__Problem details__
Return the stretch of the evidence standard from "Artifacts → .github/issue-evidence/<issue#>-<slug>.<ext>;" through "worse than none.", copied word for word.

__Document passage__
..........

The binding, repo-wide standard is PR_EVIDENCE.md. Read it. Nothing in this package is done until it is proven done — a reviewer must confirm it works without reading the code, from the artifacts you attach. This applies to every feature, fix, refactor, and chore here. "Tests pass" is not proof; "CI is green" is not proof.
- Record AND read model trajectories. Capture the actual inputs and outputs of the model
from a live LLM — not the deterministic proxy, not a mock: the prompt, the
providers/context, the raw model output, every tool/action call, and the result. Then open
the trajectory and review it by hand. A captured-but-unread trajectory is not evidence
(
packages/scenario-runner/bin/eliza-scenarios run <scenario> --report <out>). - Real, full-featured E2E — no larp. Every feature ships detailed end-to-end tests that drive the real path end to end. Not the happy "front door" only: cover error paths, edge/empty/invalid input, concurrency, roles/permissions, and adversarial input. A test that asserts against a mock/stub/fixture standing in for the thing under test does not count. If the real model/device/chain/connector/account is hard to reach, make it reachable — that is the work, not an excuse to mock. If the existing tests here are shallow or mocked, fixing them is part of your change.
- Screenshots + logs at every phase, plus a complete walkthrough video/run-through of
the entire feature or view, start to finish (
bun run test:e2e:record). - Manually review every artifact the change touches — never just the green check: client
logs (console + network), server logs (
[ClassName] …), the model trajectories in and out, before/after full-page screenshots, and the domain artifacts listed below for this package. - No residuals. No shortcuts. The goal is not "done" — it is everything done. Clear every blocker by the hard path: build the real architecture, stand up the real model/device/service, actually test it. Never leave a TODO, a stub, a stepping-stone, or a "follow-up." When unsure, research thoroughly, weigh the options, and ship the best, highest-effort, production-ready version. Keep going until every possibility is exhausted.
Artifacts → .github/issue-evidence/<issue#>-<slug>.<ext>; attach each evidence type or
explicitly mark it N/A with a reason — never leave it blank. If develop moved and changed
behavior, re-capture evidence; stale proof is worse than none.
Capture & manually review for this package — benchmark / eval suite:
- A real-model run (not the mock/smoke fixture) producing the score-report JSON, with the numbers inspected and the provider/model recorded.
- The per-item trajectories the harness captured, spot-reviewed for correctness — a green harness run over mock fixtures is not a result.
- The provider matrix actually exercised, and the scoring math validated against a known case.
- Failure / timeout / partial-output handling in the harness itself.

..........

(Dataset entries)
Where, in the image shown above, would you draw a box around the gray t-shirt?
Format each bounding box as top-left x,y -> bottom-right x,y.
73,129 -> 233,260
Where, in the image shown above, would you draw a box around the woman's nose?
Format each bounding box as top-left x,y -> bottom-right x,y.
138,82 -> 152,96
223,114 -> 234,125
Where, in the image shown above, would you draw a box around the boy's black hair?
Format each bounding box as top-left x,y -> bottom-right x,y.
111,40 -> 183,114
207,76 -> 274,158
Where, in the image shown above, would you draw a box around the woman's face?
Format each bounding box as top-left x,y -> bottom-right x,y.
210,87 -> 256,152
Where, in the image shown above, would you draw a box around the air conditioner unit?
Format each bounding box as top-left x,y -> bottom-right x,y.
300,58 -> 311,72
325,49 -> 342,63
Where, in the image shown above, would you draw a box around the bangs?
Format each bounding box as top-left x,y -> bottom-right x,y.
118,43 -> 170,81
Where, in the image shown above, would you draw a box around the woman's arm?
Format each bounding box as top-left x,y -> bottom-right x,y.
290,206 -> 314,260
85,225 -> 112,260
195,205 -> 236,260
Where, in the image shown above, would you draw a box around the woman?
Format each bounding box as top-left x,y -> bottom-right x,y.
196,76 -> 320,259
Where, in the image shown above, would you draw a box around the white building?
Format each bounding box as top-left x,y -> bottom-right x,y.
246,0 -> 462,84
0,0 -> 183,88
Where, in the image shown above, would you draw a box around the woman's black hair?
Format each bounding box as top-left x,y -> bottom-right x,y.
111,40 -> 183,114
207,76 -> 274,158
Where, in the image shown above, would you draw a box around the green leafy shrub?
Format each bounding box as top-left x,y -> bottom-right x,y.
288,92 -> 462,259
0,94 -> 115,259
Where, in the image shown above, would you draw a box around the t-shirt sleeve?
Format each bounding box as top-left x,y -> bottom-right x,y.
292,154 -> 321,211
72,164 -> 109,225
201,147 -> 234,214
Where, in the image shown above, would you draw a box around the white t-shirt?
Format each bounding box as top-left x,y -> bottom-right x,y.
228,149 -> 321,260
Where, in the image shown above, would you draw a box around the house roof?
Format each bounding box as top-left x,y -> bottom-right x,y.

..........

__Reply to the task__
Artifacts → .github/issue-evidence/<issue#>-<slug>.<ext>; attach each evidence type or
explicitly mark it N/A with a reason — never leave it blank. If develop moved and changed
behavior, re-capture evidence; stale proof is worse than none.